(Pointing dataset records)
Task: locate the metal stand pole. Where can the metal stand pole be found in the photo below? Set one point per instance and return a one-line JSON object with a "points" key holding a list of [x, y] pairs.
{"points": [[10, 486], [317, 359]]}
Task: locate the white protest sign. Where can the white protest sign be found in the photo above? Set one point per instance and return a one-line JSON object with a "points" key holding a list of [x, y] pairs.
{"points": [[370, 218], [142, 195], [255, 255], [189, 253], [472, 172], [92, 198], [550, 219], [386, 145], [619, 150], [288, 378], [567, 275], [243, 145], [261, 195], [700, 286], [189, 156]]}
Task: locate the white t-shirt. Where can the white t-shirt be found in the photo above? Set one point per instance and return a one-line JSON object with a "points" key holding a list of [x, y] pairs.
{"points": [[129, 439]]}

WHAT IS ASKED:
Format the records above as a numbered list, omitting any blank lines.

COMPLETE ANSWER:
1. Task: locate the metal stand pole. Where can the metal stand pole be found in the photo below? Set one point per instance and return a one-line JSON object with a "points" key holding a list of [x, y] pairs.
2. {"points": [[10, 486], [317, 359]]}
3. Task: locate the white protest sign. Where can the white protest sign be found in the photo above? Set one point per instance and return a one-line JSON object with a "points" key holding a list of [x, y] pairs.
4. {"points": [[370, 218], [142, 195], [255, 255], [189, 253], [472, 172], [92, 198], [550, 219], [386, 145], [619, 150], [288, 378], [567, 275], [243, 145], [261, 195], [700, 286], [189, 156]]}
5. Task: locate the white t-shirt. Where can the white t-shirt be found in the photo above? Set one point per instance and return a one-line JSON object with a "points" key holding a list of [x, y] pairs.
6. {"points": [[129, 439]]}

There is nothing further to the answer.